A personal blog by a graying (mostly Anglo with light African-American roots) gay left leaning liberal progressive married college-educated Buddhist Baha'i BBC/NPR-listening Professor Emeritus now following the Dharma in Minas Gerais, Brasil.
Sunday, October 13, 2024
Via Dhamma Wheel | Right Mindfulness and Concentration: Establishing Mindfulness of Feeling and Abiding in the Second Jhāna
RIGHT MINDFULNESS Establishing Mindfulness of Feeling
A person goes to the forest
or to the root of a tree or to an empty place and sits down. Having
crossed the legs, one sets the body erect. One establishes the presence
of mindfulness. (MN 10) One is aware: “Ardent, fully aware, mindful, I
am content.” (SN 47.10)
When feeling a common neither-pleasant-nor-painful feeling, one is
aware: “Feeling a common neither-pleasant-nor-painful feeling.” When
feeling an uncommon neither-pleasant-nor-painful feeling, one is aware:
“Feeling an uncommon neither-pleasant-nor-painful feeling.”. . . One is
just aware, just mindful: “There is feeling.” And one abides not
clinging to anything in the world. (MN 10)
Reflection
A feeling tone
accompanies every moment of experience, and it changes at every moment.
We generally just accept this and are influenced by it but without
conscious awareness. The stream of feelings flows as constantly as the
stream of consciousness, and modulates on a spectrum from extremely
pleasant through moderately pleasant, mildly pleasant, neutral, mildly
painful, and moderately painful to extremely painful.

Entries pointing to objects in photos:
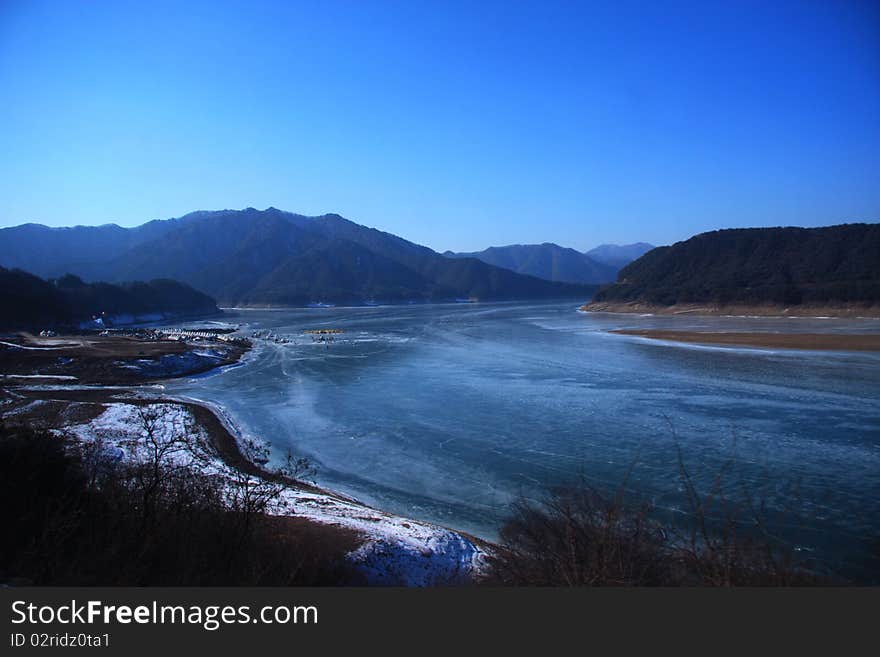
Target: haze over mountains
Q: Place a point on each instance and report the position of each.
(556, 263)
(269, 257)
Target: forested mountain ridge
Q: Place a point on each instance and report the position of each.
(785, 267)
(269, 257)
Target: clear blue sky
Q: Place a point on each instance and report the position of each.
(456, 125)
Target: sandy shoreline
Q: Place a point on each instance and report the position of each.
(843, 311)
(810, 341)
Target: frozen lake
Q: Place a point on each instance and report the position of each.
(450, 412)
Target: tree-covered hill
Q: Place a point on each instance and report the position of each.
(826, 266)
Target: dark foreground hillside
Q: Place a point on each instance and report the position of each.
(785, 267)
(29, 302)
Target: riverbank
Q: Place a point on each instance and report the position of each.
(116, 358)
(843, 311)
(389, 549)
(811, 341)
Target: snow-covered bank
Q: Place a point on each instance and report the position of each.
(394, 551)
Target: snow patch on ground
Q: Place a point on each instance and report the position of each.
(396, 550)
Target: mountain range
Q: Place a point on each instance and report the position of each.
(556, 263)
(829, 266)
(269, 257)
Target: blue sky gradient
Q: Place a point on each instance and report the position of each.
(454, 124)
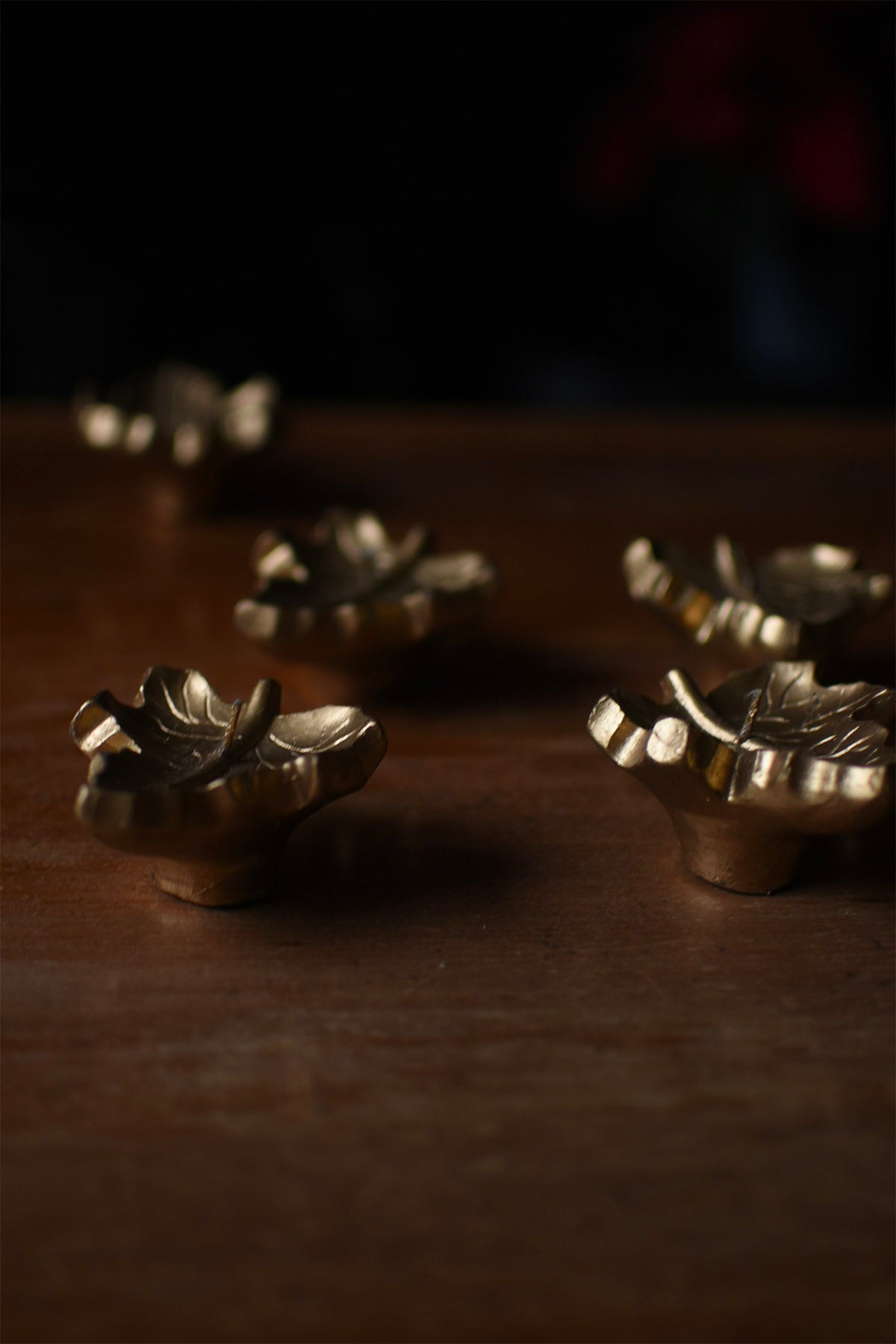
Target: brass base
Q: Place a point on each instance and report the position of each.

Exercise tasks:
(A) Reproduce the part of the blog post on mindfulness of feeling that runs between "Sunday, October 13, 2024" and "world. (MN 10)", inclusive.
(B) Pull out every line of the entries that contains the string "covered", matching case exactly.

Correct answers:
(A)
Sunday, October 13, 2024
Via Dhamma Wheel | Right Mindfulness and Concentration: Establishing Mindfulness of Feeling and Abiding in the Second Jhāna
RIGHT MINDFULNESS Establishing Mindfulness of Feeling
A person goes to the forest
or to the root of a tree or to an empty place and sits down. Having
crossed the legs, one sets the body erect. One establishes the presence
of mindfulness. (MN 10) One is aware: “Ardent, fully aware, mindful, I
am content.” (SN 47.10)
When feeling a common neither-pleasant-nor-painful feeling, one is
aware: “Feeling a common neither-pleasant-nor-painful feeling.” When
feeling an uncommon neither-pleasant-nor-painful feeling, one is aware:
“Feeling an uncommon neither-pleasant-nor-painful feeling.”. . . One is
just aware, just mindful: “There is feeling.” And one abides not
clinging to anything in the world. (MN 10)

(B)
Target: tree-covered hill
Target: snow-covered bank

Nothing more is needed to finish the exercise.